[[ Passage shown open ]]
DISCLAIMERS:

(1) There are spoilers ahead.

(2) I am neither a well-read theologian nor a seasoned film critic, so take all of this with a grain of salt (or, as they do on Pandora, with a grain of unobtainium).

There are few movies that haunt me, that move beyond entertaining, even beyond immersive, to create an experience that lingers. In these rare encounters, I walk away moved, sometimes even provoked.

In a masterful stroke of filmmaking, James Cameron’s Avatar left me both moved and provoked.

Let me first talk about provocation. Although many Avatar reviews focus on the innovative filmmaking and technologies used in the making of Avatar, I want to spend my time concentrating on the story line, which provides some provocative themes, politics, and even theology.

At its heart, Avatar is a story of colonial confrontation. Humans have made their way to the distant moon planet of Pandora, where they have established a mining station on the surface to extract a precious element from the ground. Unfortunately, this precious resource just happens to be underneath a verdant, fruitful paradise, which is also the home of the Na’vi, the native humanoids of Pandora. Imperial exploitation ensues, and it doesn’t take the viewer long to recognize the history of European imperial enterprises in both Africa and North America haunting the script. Even the Na’vi, in their hairstyles, dress, and culture, quickly elicit stereotypical images of African and Native American tribal culture, particularly the male warrior haircut, which closely resembles the scalp-lock style of the Iroquois, Mohawks, and Mohicans.

But problems with this historical connection begin almost immediately. The colonial encounters between European countries and populations in both Africa and North America were certainly full of atrocities, but the historical truth of these cultural conflicts is much messier than the story found in Avatar. And although European violence, in the end, far surpassed the violence committed by native Africans and North Americans, both sides in these confrontations were responsible for horrendous massacres. More importantly, military commanders, entrepreneurial traders, and even the religious leaders sent to baptize their violent exploitation often wrestled with the moral implications of their actions and decisions. They were not one-dimensional characters, but complex ethical creatures who found creative ways to rationalize their unethical behavior. One moment could find them vigorously participating in colonial exploitation, while the next would find them ravaged by their guilt.
[[ Passage shown closed ]]
» Brief
From the Avatar review above, copy the passage from "(1) There are" up to and including "moved and provoked." word for word.
[[ Dataset entries open ]]
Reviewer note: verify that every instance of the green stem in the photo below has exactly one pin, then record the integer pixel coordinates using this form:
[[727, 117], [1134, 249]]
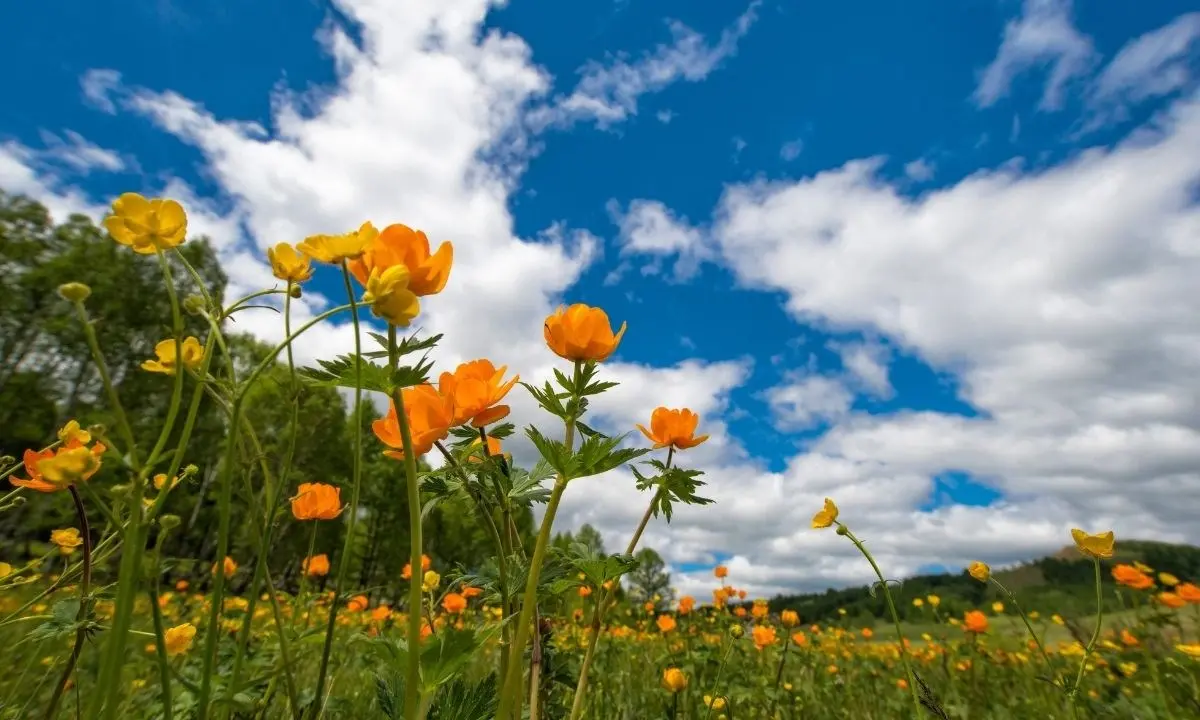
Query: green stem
[[343, 562], [895, 618]]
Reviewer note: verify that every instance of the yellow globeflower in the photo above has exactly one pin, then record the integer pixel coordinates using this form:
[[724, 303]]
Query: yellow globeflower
[[147, 226], [826, 516], [287, 264], [179, 639], [191, 355], [1095, 546], [336, 249]]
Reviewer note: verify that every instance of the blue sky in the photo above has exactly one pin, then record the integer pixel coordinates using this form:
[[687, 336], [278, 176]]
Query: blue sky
[[699, 171]]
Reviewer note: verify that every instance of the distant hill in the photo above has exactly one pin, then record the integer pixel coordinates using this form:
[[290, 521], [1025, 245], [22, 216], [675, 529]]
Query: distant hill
[[1060, 583]]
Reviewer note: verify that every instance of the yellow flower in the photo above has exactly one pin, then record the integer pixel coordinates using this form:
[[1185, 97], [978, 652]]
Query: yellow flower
[[336, 249], [72, 466], [1095, 546], [673, 679], [192, 354], [826, 516], [389, 297], [179, 639], [287, 264], [67, 539], [979, 571], [72, 435], [147, 226]]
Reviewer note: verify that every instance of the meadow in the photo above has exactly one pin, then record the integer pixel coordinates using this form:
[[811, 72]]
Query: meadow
[[196, 529]]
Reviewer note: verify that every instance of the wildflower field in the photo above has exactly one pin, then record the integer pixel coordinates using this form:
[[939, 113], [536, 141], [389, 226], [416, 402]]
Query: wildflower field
[[205, 533]]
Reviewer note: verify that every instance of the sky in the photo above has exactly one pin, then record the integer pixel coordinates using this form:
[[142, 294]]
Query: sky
[[936, 261]]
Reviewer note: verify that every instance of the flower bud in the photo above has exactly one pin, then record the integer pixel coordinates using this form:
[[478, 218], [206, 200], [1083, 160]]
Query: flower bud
[[75, 292]]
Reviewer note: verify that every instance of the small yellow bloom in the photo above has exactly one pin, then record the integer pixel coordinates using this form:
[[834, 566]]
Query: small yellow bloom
[[826, 516], [179, 639], [1093, 546], [192, 354], [673, 679], [287, 264], [979, 571], [389, 297], [335, 249], [147, 226], [67, 539]]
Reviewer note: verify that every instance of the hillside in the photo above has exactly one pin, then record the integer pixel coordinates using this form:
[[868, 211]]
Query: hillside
[[1060, 583]]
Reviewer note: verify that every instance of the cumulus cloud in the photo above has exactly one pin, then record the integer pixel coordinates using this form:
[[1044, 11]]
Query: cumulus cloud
[[1042, 36]]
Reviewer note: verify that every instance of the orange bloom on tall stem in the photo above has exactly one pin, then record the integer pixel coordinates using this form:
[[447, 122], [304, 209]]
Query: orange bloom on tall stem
[[581, 334], [430, 419], [317, 501], [475, 388], [675, 429], [401, 245]]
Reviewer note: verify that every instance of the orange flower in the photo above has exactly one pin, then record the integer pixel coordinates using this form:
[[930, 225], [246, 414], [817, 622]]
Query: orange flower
[[401, 245], [665, 623], [316, 565], [581, 334], [675, 429], [317, 501], [454, 603], [975, 622], [407, 573], [1187, 591], [1132, 577], [475, 388], [763, 636], [430, 418]]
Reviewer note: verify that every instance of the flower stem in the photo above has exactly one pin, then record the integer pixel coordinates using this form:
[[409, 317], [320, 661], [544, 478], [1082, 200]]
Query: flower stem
[[343, 562]]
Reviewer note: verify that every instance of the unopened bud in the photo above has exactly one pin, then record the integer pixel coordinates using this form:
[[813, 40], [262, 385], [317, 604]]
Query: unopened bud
[[75, 292]]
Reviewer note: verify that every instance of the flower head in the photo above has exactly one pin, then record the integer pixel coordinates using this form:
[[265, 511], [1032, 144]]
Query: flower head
[[673, 679], [317, 501], [335, 249], [179, 639], [475, 389], [581, 334], [390, 298], [826, 516], [67, 539], [675, 429], [316, 565], [288, 264], [147, 226], [979, 571], [430, 418], [191, 355], [400, 245], [1095, 546]]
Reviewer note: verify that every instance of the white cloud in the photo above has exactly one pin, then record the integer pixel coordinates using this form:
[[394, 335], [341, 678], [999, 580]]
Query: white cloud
[[791, 149], [1042, 36], [607, 93], [1151, 65]]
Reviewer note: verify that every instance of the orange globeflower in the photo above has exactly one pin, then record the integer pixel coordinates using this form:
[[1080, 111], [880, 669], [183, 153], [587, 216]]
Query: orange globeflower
[[1132, 577], [316, 565], [317, 501], [1187, 591], [430, 418], [581, 334], [407, 573], [454, 603], [401, 245], [975, 622], [475, 388], [675, 429]]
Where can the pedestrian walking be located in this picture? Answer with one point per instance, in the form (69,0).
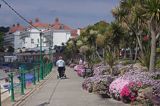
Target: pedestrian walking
(61,67)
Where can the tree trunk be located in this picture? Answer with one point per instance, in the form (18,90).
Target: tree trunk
(153,51)
(140,44)
(136,52)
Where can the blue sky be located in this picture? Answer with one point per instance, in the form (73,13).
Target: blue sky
(75,13)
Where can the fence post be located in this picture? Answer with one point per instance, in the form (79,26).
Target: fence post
(0,97)
(38,73)
(22,82)
(24,79)
(12,87)
(34,76)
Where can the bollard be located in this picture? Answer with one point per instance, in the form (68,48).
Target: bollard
(12,87)
(38,74)
(22,82)
(34,76)
(0,97)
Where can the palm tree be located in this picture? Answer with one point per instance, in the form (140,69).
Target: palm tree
(151,9)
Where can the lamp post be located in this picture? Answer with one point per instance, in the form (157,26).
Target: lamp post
(41,61)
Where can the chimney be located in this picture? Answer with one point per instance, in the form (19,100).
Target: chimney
(57,20)
(18,24)
(37,20)
(30,22)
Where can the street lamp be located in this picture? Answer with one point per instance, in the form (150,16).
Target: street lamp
(41,61)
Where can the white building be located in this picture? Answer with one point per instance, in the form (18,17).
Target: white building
(29,38)
(12,38)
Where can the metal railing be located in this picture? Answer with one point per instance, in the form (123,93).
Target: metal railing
(22,75)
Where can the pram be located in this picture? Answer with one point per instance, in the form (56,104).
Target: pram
(63,74)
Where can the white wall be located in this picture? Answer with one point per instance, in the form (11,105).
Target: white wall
(60,37)
(17,40)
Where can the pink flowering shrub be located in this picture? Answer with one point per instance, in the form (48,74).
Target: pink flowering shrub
(124,89)
(98,84)
(116,87)
(130,92)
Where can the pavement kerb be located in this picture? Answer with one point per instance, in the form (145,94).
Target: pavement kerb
(37,87)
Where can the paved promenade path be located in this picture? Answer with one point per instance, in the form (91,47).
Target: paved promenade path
(66,92)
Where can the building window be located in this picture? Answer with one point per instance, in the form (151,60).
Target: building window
(32,40)
(38,40)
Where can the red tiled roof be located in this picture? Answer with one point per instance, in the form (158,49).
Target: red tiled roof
(38,23)
(57,25)
(15,28)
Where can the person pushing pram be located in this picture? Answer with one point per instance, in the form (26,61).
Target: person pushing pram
(61,67)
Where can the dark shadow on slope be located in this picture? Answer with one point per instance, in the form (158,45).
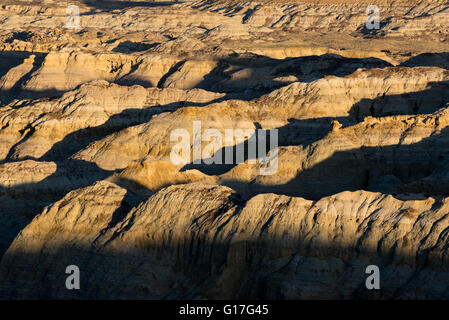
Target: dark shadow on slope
(296,132)
(80,139)
(269,267)
(17,91)
(22,202)
(130,46)
(385,169)
(106,5)
(257,75)
(307,131)
(429,59)
(413,103)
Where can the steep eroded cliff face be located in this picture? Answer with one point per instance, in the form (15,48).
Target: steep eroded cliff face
(90,116)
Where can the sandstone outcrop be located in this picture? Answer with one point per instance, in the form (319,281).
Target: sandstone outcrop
(87,116)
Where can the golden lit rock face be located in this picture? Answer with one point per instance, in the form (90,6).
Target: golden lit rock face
(87,122)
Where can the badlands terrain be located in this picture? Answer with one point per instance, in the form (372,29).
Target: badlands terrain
(88,103)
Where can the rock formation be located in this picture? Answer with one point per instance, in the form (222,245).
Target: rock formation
(87,115)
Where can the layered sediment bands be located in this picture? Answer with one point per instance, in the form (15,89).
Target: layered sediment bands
(88,122)
(202,241)
(376,92)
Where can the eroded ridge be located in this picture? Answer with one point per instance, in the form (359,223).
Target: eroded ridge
(353,120)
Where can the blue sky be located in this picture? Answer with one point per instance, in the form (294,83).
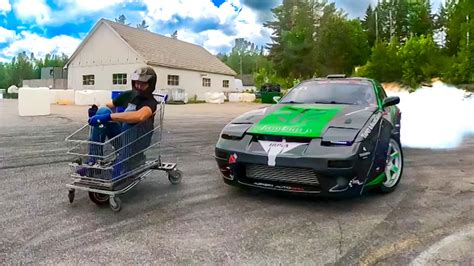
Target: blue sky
(45,26)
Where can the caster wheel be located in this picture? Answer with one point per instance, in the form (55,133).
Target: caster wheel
(115,204)
(71,195)
(175,176)
(98,198)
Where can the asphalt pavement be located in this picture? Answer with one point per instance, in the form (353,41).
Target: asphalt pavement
(428,220)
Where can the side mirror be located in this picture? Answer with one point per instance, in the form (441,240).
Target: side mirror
(390,101)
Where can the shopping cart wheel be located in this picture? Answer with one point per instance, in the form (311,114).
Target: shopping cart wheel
(98,198)
(115,204)
(175,176)
(71,195)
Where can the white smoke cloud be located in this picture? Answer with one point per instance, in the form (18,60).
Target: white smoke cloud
(437,117)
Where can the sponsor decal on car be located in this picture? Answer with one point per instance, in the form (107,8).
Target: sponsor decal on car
(371,125)
(273,149)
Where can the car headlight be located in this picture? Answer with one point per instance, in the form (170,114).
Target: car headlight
(339,136)
(235,131)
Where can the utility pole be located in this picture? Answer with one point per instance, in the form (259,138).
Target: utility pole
(391,27)
(241,66)
(468,29)
(376,25)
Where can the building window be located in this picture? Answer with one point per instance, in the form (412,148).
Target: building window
(119,79)
(206,82)
(88,80)
(173,80)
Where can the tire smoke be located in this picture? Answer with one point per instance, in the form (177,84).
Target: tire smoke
(437,117)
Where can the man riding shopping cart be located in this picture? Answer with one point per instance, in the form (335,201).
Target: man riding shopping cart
(140,106)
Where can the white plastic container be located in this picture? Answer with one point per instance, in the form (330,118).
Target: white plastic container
(64,97)
(34,101)
(235,97)
(215,97)
(90,97)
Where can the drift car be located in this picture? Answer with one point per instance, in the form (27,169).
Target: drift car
(332,136)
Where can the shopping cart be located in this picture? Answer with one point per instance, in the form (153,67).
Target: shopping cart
(108,169)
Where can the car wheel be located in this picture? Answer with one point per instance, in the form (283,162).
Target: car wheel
(393,167)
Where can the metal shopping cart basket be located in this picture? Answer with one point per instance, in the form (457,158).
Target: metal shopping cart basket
(107,169)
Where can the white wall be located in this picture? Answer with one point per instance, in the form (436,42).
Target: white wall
(191,81)
(105,54)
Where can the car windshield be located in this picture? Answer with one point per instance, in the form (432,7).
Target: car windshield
(332,92)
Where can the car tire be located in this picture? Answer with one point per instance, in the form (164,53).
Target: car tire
(394,166)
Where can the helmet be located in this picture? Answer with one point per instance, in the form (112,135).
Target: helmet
(145,74)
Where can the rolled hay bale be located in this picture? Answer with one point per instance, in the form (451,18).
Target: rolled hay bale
(12,89)
(34,101)
(248,97)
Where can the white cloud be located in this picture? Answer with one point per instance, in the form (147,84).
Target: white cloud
(166,10)
(40,46)
(89,5)
(241,20)
(33,9)
(6,35)
(5,6)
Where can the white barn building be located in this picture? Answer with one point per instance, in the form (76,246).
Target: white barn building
(111,52)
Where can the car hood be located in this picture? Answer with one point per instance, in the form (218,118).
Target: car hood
(301,120)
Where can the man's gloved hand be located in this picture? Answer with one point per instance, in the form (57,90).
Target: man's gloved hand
(99,119)
(92,110)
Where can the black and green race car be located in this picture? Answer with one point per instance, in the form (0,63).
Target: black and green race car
(331,136)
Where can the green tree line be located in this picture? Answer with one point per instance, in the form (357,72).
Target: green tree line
(25,66)
(396,40)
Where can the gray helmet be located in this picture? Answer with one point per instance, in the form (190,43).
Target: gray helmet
(145,74)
[[ Dataset entries closed ]]
» Exercise output
(1) There are spoilers ahead.

(2) I am neither a well-read theologian nor a seasoned film critic, so take all of this with a grain of salt (or, as they do on Pandora, with a grain of unobtainium).

There are few movies that haunt me, that move beyond entertaining, even beyond immersive, to create an experience that lingers. In these rare encounters, I walk away moved, sometimes even provoked.

In a masterful stroke of filmmaking, James Cameron’s Avatar left me both moved and provoked.